▸ **Record set**:
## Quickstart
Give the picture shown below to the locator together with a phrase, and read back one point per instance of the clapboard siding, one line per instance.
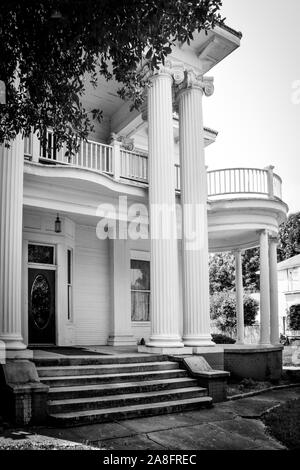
(92, 296)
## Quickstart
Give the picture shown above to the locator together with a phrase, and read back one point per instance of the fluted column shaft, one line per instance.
(196, 317)
(164, 253)
(274, 324)
(11, 207)
(239, 298)
(264, 289)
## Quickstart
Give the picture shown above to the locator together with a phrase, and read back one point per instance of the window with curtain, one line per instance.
(140, 290)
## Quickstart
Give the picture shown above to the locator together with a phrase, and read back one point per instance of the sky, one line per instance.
(256, 103)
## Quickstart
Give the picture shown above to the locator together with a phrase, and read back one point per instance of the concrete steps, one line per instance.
(113, 401)
(126, 412)
(98, 360)
(87, 389)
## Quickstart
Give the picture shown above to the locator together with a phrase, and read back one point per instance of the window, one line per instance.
(69, 283)
(140, 290)
(41, 254)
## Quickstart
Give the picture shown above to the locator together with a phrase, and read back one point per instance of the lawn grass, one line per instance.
(283, 423)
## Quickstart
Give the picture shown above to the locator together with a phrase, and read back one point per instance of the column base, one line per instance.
(165, 350)
(198, 341)
(121, 340)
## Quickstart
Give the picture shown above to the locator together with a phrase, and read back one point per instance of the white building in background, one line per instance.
(288, 290)
(61, 284)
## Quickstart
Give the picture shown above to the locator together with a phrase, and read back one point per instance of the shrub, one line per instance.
(222, 339)
(223, 311)
(294, 317)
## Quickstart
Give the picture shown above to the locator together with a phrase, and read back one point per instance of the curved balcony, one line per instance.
(132, 167)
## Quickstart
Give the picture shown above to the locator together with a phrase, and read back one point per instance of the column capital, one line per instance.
(273, 239)
(174, 69)
(194, 80)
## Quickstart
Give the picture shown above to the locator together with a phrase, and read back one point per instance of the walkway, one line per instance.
(231, 425)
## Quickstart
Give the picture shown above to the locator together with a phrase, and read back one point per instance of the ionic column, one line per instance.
(196, 317)
(11, 207)
(120, 317)
(239, 297)
(274, 323)
(264, 289)
(164, 288)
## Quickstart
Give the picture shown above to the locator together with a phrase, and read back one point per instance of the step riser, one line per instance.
(96, 360)
(144, 387)
(65, 408)
(103, 379)
(114, 369)
(105, 417)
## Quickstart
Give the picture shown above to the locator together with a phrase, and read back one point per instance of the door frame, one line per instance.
(40, 239)
(44, 267)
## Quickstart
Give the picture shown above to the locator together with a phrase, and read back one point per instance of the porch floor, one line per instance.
(102, 350)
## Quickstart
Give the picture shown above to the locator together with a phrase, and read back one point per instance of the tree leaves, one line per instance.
(53, 44)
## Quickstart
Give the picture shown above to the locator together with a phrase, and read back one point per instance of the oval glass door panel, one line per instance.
(41, 301)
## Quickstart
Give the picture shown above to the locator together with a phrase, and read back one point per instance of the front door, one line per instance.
(41, 306)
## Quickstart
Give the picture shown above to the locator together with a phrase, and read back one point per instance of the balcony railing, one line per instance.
(126, 165)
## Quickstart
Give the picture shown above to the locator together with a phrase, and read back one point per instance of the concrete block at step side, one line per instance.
(165, 350)
(215, 381)
(23, 396)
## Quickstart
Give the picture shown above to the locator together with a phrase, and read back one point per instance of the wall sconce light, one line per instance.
(57, 224)
(56, 15)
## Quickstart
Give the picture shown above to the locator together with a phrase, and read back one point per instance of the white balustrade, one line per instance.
(28, 146)
(133, 166)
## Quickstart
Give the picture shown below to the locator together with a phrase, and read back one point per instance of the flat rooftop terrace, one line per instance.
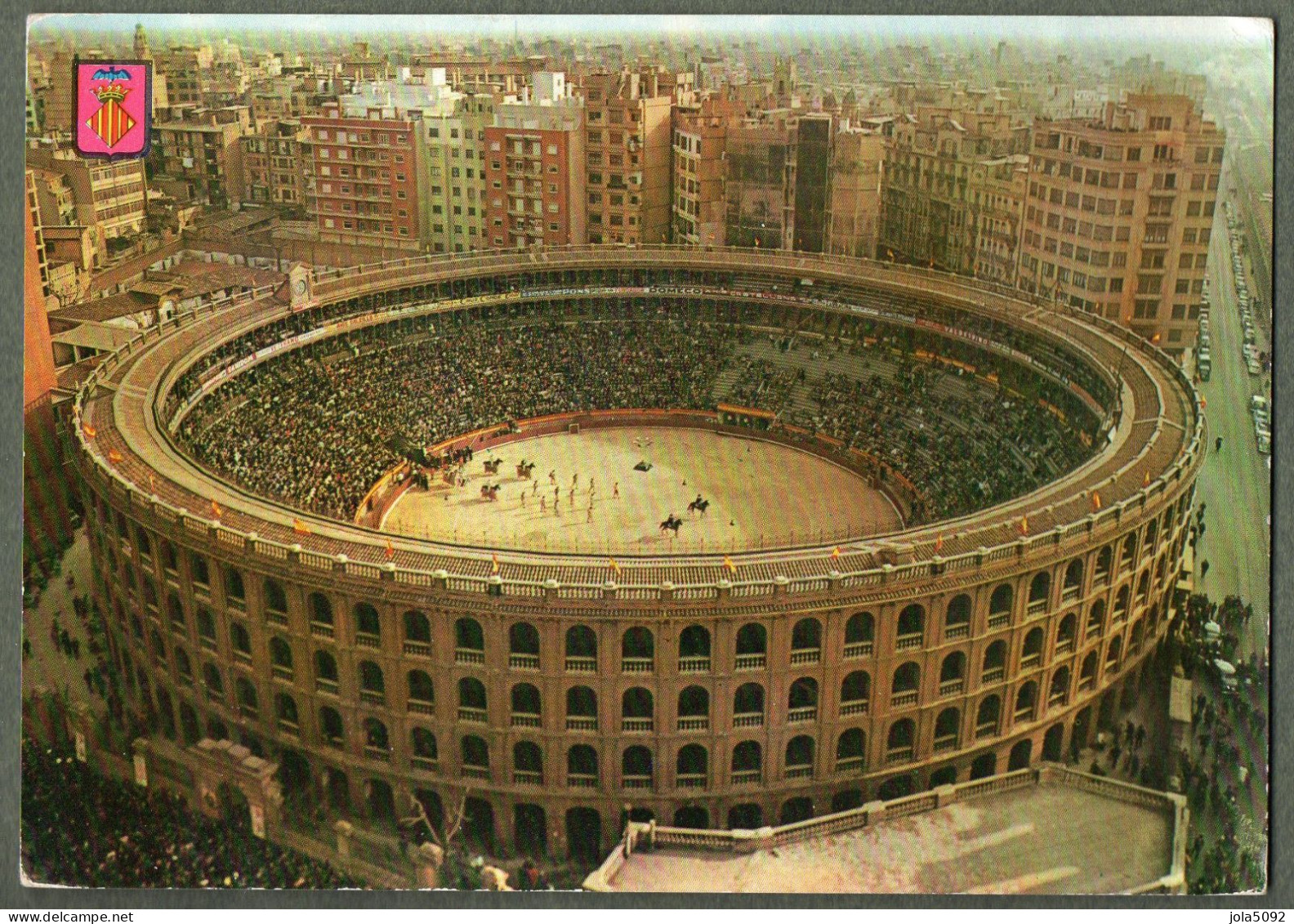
(1057, 835)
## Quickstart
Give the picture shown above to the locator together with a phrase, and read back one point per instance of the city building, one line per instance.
(364, 181)
(628, 155)
(534, 168)
(199, 153)
(1119, 214)
(948, 190)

▸ **What is required**:
None of the pictures should appear; repeat the records exactly otherwise.

▸ **Result of the task**:
## Quickstart
Give the picture shown below to the locator together with a phrase, and read back one point per instance of the clapboard siding, one line per instance.
(92, 296)
## Quickstart
Give the picture shown above to the locator together with a phrase, and read back one point per instance of the fluted column shaft, one line per instance.
(196, 317)
(164, 253)
(274, 324)
(11, 207)
(239, 298)
(264, 289)
## Quickstart
Give the picture shown above to the locator together with a phrase, and read back one point per instance of the window with curtain, one line per instance.
(140, 290)
## Quickstart
Give the picture shown above to the locator together with a phrase, and read back one point per instance of the sky, one line per instance.
(256, 103)
## Quickstart
Give the picture shown above to the locator together with a phrase, and read back one point per instance of the concrete steps, one line per instance.
(113, 401)
(126, 412)
(98, 360)
(87, 389)
## Quickstart
Give the picture shown above to the locator together with a phrase, and read back one point per instance of the window, one line per instance.
(69, 283)
(140, 290)
(41, 254)
## Quickstart
Give the picture shown above to the locator together with a phrase, and read back one point per instance of the lawn grass, one line per instance.
(283, 423)
## Quickstart
Give the picture shown above to the locator together with a phrase, and read back one point per instance of the column base, one line per instance.
(165, 350)
(198, 341)
(121, 340)
## Quickstart
Give the picture shown above to the locator together with a phrase, and read back one point per instance of the white building in background, one line per instance.
(288, 290)
(61, 284)
## Quickstart
Give the picture shown above to the locator together with a phrase, and read back one point per instance of the shrub, one line per instance.
(222, 339)
(223, 311)
(294, 317)
## Quickstart
Give the picture shown above to the locator together with a phrase, and read back one point per instance of the curved balcony, one line per instance.
(132, 167)
## Quickstart
Give the picture shown above to the locator together with a phrase, and read back one point per instance of the column capital, one line per instance.
(273, 239)
(174, 69)
(194, 80)
## Quickstart
Give the picture shown above to the locator together with a phrase, and read back one point per instance of the walkway, one line per instance.
(231, 425)
## Quickstart
Give the picture shown above to the locator together with a phrase, and read back one point per instance of the ionic column, one line per instance.
(196, 317)
(11, 207)
(120, 317)
(239, 297)
(274, 323)
(264, 289)
(164, 288)
## Quickstart
Give the picture shown above to the locator together with a phrase, and read back one point per instance of the step riser, one line per instance.
(96, 360)
(144, 387)
(65, 408)
(103, 379)
(114, 369)
(105, 417)
## Quickstart
Give the picture shown above to the locator together with a phrase, and read back one point per instance of the door frame, one line per instance.
(40, 239)
(44, 267)
## Quickstart
Give the picture shown above to the locator together with a phrase, and read back one point per instance of the porch floor, one line per instance.
(102, 350)
## Quickstart
Give the picture shown above to the locator together with a phrase, and read back one point per instance of the tree leaves, one line per instance.
(53, 44)
## Quickstart
Give the picture shown above to the locator together with a phrase, and read back one point per instance of the oval glass door panel, one line per instance.
(41, 301)
## Quickstart
Give the picture shown above to the locator together with a phrase, and read back one point per instance of the front door, one line per instance.
(41, 306)
## Quickstart
Give the picture shown above to the locator together with a phrase, and read back one point per instance of the balcony railing, one line per instance.
(126, 165)
## Quickstart
Give the picture shown above to the locator together with a phrase, and read back one point per instance of the concrete block at step side, one line per instance.
(165, 350)
(215, 381)
(23, 396)
## Quickstart
Give the picture shown above to the locator together with a phrase, and read back one point per instance of the wall sconce light, one line per instance.
(57, 224)
(56, 15)
## Quickstart
Give the picture shown above to the locator together with a phrase, and read back one point per instance of the white balustrade, one line per instance.
(28, 146)
(133, 166)
## Quickstart
Give the picture shown below to the locator together with a phrase, and read back one point per instance of the flat rooftop terrace, one line per instance.
(1057, 835)
## Quickstart
Give the picture shown above to the locator together with a phrase, and read back one point per instance of the city building, one line per instance.
(364, 181)
(628, 155)
(534, 168)
(199, 153)
(1119, 214)
(948, 190)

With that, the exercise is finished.